-- DATA LISTING start --
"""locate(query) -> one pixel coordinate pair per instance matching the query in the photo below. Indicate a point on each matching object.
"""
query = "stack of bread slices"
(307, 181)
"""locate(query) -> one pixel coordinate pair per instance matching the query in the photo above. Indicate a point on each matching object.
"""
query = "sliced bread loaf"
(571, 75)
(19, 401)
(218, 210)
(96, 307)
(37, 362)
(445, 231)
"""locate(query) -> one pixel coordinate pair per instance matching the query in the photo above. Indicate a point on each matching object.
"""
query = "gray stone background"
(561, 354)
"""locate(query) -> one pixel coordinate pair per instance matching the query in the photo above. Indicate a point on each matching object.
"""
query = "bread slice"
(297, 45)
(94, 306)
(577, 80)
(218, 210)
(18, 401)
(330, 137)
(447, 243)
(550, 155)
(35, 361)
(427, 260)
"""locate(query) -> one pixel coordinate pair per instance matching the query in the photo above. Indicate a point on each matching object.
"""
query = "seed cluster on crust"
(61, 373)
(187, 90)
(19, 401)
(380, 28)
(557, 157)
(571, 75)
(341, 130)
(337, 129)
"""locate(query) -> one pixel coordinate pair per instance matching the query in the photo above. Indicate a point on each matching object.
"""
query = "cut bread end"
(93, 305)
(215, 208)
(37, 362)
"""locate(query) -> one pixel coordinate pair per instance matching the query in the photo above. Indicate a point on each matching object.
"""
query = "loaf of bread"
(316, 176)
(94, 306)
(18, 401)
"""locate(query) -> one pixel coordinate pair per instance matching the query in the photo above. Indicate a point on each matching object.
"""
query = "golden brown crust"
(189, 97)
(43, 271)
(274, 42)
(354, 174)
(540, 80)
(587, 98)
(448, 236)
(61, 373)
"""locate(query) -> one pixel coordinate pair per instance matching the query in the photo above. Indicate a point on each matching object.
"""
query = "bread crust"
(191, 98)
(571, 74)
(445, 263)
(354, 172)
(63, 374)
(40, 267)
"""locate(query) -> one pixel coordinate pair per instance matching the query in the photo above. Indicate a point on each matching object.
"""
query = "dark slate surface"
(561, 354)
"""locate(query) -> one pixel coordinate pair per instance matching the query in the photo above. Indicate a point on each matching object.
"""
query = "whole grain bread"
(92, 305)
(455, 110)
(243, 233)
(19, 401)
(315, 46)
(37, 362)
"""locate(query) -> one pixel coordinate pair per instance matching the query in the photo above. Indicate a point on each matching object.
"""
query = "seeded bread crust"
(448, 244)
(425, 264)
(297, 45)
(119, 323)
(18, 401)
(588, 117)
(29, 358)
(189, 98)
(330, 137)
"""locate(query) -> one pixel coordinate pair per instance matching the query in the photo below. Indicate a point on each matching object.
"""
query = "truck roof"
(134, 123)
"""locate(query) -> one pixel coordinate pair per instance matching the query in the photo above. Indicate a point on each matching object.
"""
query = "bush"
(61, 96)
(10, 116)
-- DATA LISTING end --
Reproduce all of the data exactly as given.

"""locate(query) -> one pixel coordinate pair per instance matching the query in the photo below. Indicate a point on each matching object.
"""
query = "stack of bread slices"
(307, 181)
"""locate(query) -> one pixel coordinate pair per instance matching the query in the photo above. Indicate a point on each matching object.
"""
query = "sliced bread loaf"
(571, 75)
(19, 401)
(218, 210)
(96, 307)
(37, 362)
(445, 231)
"""locate(query) -> one pixel coordinate pair per instance matching the query in the photo above. Indicate a point on each matching object.
"""
query = "gray stone background"
(561, 354)
"""locate(query) -> one pixel coordinate pair per instance matching the query in the photo above. Indicate a point on each matching object.
"""
query = "bread slice"
(297, 45)
(94, 306)
(577, 80)
(218, 210)
(18, 401)
(330, 137)
(447, 243)
(550, 155)
(35, 361)
(427, 260)
"""locate(query) -> one pixel coordinate pair per instance matching the query in the photo above. Indicate a point on each matching object.
"""
query = "seed cluster on crust"
(61, 373)
(187, 90)
(19, 401)
(380, 28)
(557, 157)
(571, 75)
(341, 130)
(337, 129)
"""locate(query) -> one pixel coordinate pair per instance matching the query in the photo above. Indicate a point on each matching object.
"""
query = "cut bread end"
(93, 305)
(215, 208)
(37, 362)
"""locate(query) -> one pixel coordinate pair per instance matching the query in the photo above. Indicate a point on each matching object.
"""
query = "loaf of bread"
(316, 176)
(94, 306)
(18, 401)
"""locate(query) -> one pixel coordinate pair per instance matching the query in the photo above. Indicate a point on each matching object.
"""
query = "golden brown crust"
(189, 97)
(43, 271)
(274, 42)
(354, 174)
(540, 80)
(587, 98)
(448, 236)
(61, 373)
"""locate(query) -> one pixel coordinate pair per instance matching the query in the photo above. Indicate a point on each matching object.
"""
query = "bread crust"
(191, 98)
(571, 74)
(445, 263)
(354, 172)
(63, 374)
(40, 267)
"""locate(query) -> one pixel coordinate pair per instance matching the query in the photo above. Indicate a point on each matching object.
"""
query = "dark slate surface"
(561, 354)
"""locate(query) -> one pixel coordinate pair per instance matching the query in the photo above. Indicate a point on each matching object.
"""
query = "whole grain bread"
(92, 305)
(455, 110)
(243, 233)
(19, 401)
(315, 46)
(37, 362)
"""locate(query) -> one pixel coordinate pair per instance matching the query in the photo above. Indicate a point on each matching object.
"""
query = "seeded bread crust"
(448, 244)
(425, 264)
(297, 45)
(119, 323)
(18, 401)
(588, 117)
(29, 358)
(189, 98)
(330, 137)
"""locate(query) -> one pixel coordinate pair per instance matching the query in the photo below. Indicate a point on each matching object.
"""
query = "truck roof"
(134, 123)
"""locate(query) -> one pixel coordinate pair per instance matching the query in the photo above. Indicate a point on each matching object.
"""
query = "bush"
(61, 96)
(10, 116)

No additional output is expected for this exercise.